Stop after the line that contains "positive clicks: (274, 246)". Until then, retype each line of the entries exactly from the first one, skipping pictures.

Stored data entries
--------------------

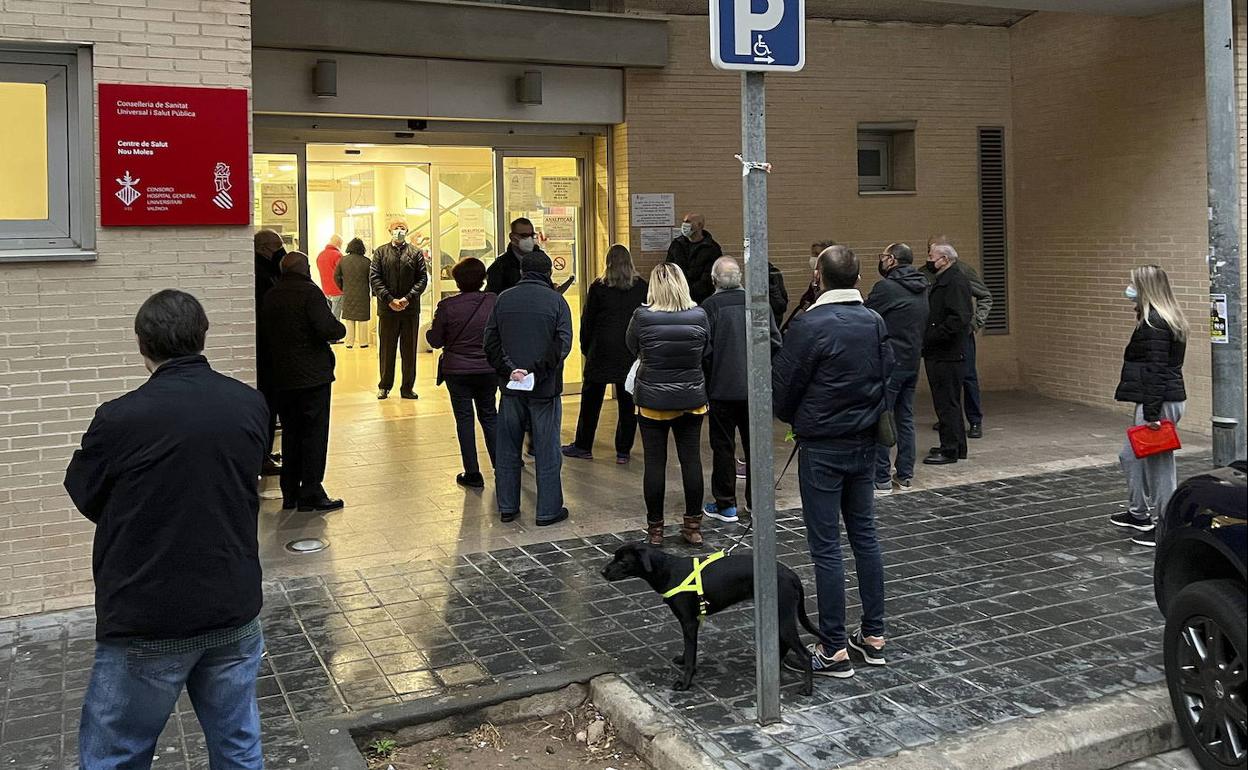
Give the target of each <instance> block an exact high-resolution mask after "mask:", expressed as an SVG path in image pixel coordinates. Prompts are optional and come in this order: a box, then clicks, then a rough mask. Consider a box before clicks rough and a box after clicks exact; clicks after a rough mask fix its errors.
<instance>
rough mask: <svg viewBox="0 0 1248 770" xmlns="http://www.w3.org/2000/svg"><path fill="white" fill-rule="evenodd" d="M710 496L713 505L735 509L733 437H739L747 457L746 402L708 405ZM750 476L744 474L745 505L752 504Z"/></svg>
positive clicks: (746, 456)
mask: <svg viewBox="0 0 1248 770" xmlns="http://www.w3.org/2000/svg"><path fill="white" fill-rule="evenodd" d="M709 433H710V494H711V497H713V498H715V505H718V507H719V508H720V509H721V510H723V509H724V508H735V507H736V434H738V433H740V434H741V452H744V453H745V457H749V456H750V402H748V401H713V402H710V429H709ZM750 493H751V489H750V474H749V473H746V474H745V505H746V507H750V505H753V504H754V498H753V495H751V494H750Z"/></svg>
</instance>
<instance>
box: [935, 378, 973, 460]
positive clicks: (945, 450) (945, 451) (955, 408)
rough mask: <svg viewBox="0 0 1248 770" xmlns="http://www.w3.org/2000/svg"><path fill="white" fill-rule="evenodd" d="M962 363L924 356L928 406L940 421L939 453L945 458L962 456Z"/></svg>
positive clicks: (962, 423) (965, 451)
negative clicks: (939, 444)
mask: <svg viewBox="0 0 1248 770" xmlns="http://www.w3.org/2000/svg"><path fill="white" fill-rule="evenodd" d="M965 376H966V366H965V363H963V362H961V361H934V359H931V358H929V359H927V384H929V386H930V387H931V389H932V406H934V407H936V419H937V421H938V422H940V452H941V454H943V456H945V457H952V458H953V459H960V458H965V457H966V423H965V422H963V421H962V378H963V377H965Z"/></svg>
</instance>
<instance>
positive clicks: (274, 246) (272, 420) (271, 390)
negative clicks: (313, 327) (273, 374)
mask: <svg viewBox="0 0 1248 770" xmlns="http://www.w3.org/2000/svg"><path fill="white" fill-rule="evenodd" d="M253 241H255V247H256V265H255V267H256V389H257V391H260V392H261V393H262V394H263V396H265V401H267V402H268V449H266V452H265V467H263V470H262V473H263V474H265V475H277V474H278V473H281V470H282V467H281V465H278V464H277V463H276V462H275V457H273V454H272V452H273V437H276V436H277V401H276V394H275V392H273V388H272V387H271V386H270V379H271V374H270V369H271V368H272V367H270V364H268V356H267V353H266V352H265V348H266V344H265V327H263V324H261V322H260V308H261V306H262V305H263V303H265V295H267V293H268V290H271V288H273V285H276V283H277V276H278V275H280V273H281V268H280V267H278V266H280V265H281V262H282V257H285V256H286V245H285V243H283V242H282V236H280V235H277V233H276V232H273V231H272V230H257V231H256V235H255V237H253Z"/></svg>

--------------------

Answer ▸
Give the target of each <instance> block an exact high-resolution mask after "mask:", expressed as an SVG path in image pixel coordinates. Prompts are optional and come in this order: a box, then clicks, then a rough mask. Consider a box before clicks rough and a box after clicks exact; clicks after a rough mask fix its errors.
<instance>
rough mask: <svg viewBox="0 0 1248 770" xmlns="http://www.w3.org/2000/svg"><path fill="white" fill-rule="evenodd" d="M710 496L713 505L735 509L733 437H739L747 457L746 402L708 405ZM750 476L744 474L745 505L752 504Z"/></svg>
positive clicks: (746, 456)
mask: <svg viewBox="0 0 1248 770" xmlns="http://www.w3.org/2000/svg"><path fill="white" fill-rule="evenodd" d="M709 433H710V494H711V497H713V498H715V505H718V507H719V508H720V509H721V510H723V509H724V508H735V507H736V434H738V433H740V434H741V452H744V453H745V457H749V456H750V402H748V401H713V402H710V429H709ZM750 493H751V489H750V474H749V473H746V474H745V505H746V507H750V505H753V504H754V498H753V495H751V494H750Z"/></svg>
</instance>
<instance>
box: [935, 378, 973, 460]
positive clicks: (945, 450) (945, 451) (955, 408)
rough mask: <svg viewBox="0 0 1248 770" xmlns="http://www.w3.org/2000/svg"><path fill="white" fill-rule="evenodd" d="M962 363L924 356L928 406L940 421L939 453L945 458L962 456Z"/></svg>
positive clicks: (962, 423) (965, 451)
negative clicks: (939, 444)
mask: <svg viewBox="0 0 1248 770" xmlns="http://www.w3.org/2000/svg"><path fill="white" fill-rule="evenodd" d="M965 376H966V366H965V363H963V362H961V361H934V359H931V358H929V359H927V384H929V386H930V387H931V389H932V406H934V407H936V419H937V421H938V422H940V452H941V454H943V456H945V457H952V458H953V459H960V458H965V457H966V423H965V422H963V421H962V378H963V377H965Z"/></svg>
</instance>
<instance>
positive clicks: (274, 246) (272, 420) (271, 390)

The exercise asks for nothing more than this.